## Exercise directions
In the blog post about volume 145, who played the Hammond C3 in Bodkin?

Pass: tdats
Firstly a couple of news updates; Blogspot removed its own 'subscribe by email' service some time ago so I have just added a substitute, a popular free email subscription service provided by "Follow.IT". You'll now see the subscription box in the right-hand panel of this blog, where you can get notifications of my new volumes and posts by email. You'll also see I've added a chatbox, where you can live-chat with myself or other followers within the blog, if that's useful to you.
The cover art used for this volume is borrowed from a new comic that has just started a first-run fundraiser (link 1, link 2).
Welcome to volume 145! We have 6 tracks from 5 new names to the blog, plus the well-deserved return of a band that first appeared on TDATS many years ago in the first Scottish volume. Joining them are a variety of aural cosmonauts from the UK, Germany and USA. This is a continuation of the idea I had for v122 (link) where I would include long jams and the type of 10+ minute extended head-trips that require a little more time and investment to appreciate than the usual 2 - 4 minute rockers I usually elect to include, so this is another one for those late-night, dark room, headphone sessions...
NB. as with #122, this volume is guaranteed free of seven minute drum solos :D
TRACKS01. Bodkin - Aunty Mary's Trashcan (1972)from album Bodkin02. Terry Manning - Savoy Truffle (1970)from album Home Sweet Home03. Zarathustra - Past Time (1972)from album Zarathustra04. Bachdenkel - The Settlement Song (1973)from album Lemmings05. Sweet Pain - Joy (1970)from album Sweet Pain06. ID - Where Are We Going (Part 2) (1977)from album Where Are We Going
The Lineup
Bodkin - original 1972 cover |
We start with a gargantuan cut from this Scottish group, Bodkin has appeared on the blog once before, way back in vol 25 (link). They are on the heaviest end of prog, sometimes reaching Sabbath or Night Sun (link) levels of blusey doom, and their sole album is excellent throughout.
The album remained in bootleg limbo for many years, with multiple unofficial releases with various made-up cover arts. As far as I can tell the original record was released in very small numbers on a private label with a very simple cover as shown on the left. The archival label Seelie Court has just released it on vinyl in 2021, maybe this is the most legitimate re-pressing so far?
Bodkin band |
The Seelie Court vinyl edition is out now, mastered from the original studio tapes, using the original cover converted to gatefold with lyrics, and with the band's involvement. The Akarma edition is an illegal bootleg, copied from vinyl or the old bootleg CD, and uses totally wrong and inappropriate artwork without the band's consent." (link)
The band is Bill Anderson (bass). Dick Sneddon (drums), Mick Riddel (guitar), Doug Rome (Hammond C3) and Zeik Hume (vocals).
Terry Manning - Home Sweet Home LP |
Here's one of the few heavy covers to appear on the blog, one of the other notable ones being Pugh's Place's storming 'Ride My Car' on the Dutch vol 35 (link).
But as with Pugh's Place, it would be a disservice to call this a mere cover, it uses the original as a starting point, then becomes its own huge and brilliant 10 minute trip covering blues, psych, country and even a hint of electronica, impossible to fully describe, you'll just have to hear it!
Terry Manning, from Texas, was in a number of El Paso bands including The Outlaws before moving to Memphis and becoming an engineer / producer for Stax Records and Ardent Studios, eventually working with names like Joe Cocker, Led Zeppelin, ZZ Top, Molly Hatchet and Shania Twain to name a very few.

## Provided data
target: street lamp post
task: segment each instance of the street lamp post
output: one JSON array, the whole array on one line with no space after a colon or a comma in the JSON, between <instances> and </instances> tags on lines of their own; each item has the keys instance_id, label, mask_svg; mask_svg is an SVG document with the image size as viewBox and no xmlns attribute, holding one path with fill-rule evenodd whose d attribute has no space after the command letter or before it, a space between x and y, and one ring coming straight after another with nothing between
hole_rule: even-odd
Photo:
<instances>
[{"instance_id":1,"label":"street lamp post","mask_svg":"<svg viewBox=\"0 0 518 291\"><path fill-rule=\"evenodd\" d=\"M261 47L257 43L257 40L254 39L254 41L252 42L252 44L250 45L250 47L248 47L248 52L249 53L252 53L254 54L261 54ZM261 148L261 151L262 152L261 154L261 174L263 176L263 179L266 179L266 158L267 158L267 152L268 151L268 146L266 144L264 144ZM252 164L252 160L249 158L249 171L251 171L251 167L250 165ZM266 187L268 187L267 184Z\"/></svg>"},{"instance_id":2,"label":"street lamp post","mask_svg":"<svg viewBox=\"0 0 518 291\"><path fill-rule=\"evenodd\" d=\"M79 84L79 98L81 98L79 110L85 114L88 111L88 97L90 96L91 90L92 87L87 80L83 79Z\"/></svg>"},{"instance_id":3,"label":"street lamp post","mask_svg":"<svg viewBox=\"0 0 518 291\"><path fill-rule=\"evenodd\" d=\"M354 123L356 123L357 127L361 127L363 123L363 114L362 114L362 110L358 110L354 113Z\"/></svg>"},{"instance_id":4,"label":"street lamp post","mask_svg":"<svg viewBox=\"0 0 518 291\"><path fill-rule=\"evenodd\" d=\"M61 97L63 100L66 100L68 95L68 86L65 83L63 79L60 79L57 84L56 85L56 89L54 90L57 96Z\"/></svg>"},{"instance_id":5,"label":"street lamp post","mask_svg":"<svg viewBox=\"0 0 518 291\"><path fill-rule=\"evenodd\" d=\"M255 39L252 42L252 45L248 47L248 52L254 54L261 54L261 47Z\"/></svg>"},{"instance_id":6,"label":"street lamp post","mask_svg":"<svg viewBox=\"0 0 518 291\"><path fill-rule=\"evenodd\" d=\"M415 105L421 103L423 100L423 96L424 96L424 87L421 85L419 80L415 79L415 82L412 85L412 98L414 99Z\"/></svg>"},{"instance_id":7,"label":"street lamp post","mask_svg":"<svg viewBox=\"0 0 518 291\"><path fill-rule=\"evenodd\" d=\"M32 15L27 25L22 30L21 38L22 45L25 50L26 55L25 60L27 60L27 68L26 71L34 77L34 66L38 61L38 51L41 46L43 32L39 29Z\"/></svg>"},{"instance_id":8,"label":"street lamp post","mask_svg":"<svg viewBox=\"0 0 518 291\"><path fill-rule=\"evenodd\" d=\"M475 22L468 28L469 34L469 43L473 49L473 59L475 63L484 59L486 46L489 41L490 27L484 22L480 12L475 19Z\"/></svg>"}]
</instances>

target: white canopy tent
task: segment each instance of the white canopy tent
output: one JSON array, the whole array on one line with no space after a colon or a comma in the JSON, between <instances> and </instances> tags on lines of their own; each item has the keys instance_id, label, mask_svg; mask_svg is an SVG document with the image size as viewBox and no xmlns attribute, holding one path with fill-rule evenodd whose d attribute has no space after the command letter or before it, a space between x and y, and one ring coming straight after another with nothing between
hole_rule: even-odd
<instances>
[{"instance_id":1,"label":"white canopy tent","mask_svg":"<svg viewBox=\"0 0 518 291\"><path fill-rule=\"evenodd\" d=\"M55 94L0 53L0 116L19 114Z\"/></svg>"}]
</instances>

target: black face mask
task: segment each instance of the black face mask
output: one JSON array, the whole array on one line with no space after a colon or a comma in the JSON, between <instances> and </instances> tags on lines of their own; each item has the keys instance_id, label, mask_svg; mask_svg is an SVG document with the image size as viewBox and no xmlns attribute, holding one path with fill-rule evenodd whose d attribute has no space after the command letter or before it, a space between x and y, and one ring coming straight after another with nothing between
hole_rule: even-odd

## Exercise result
Doug Rome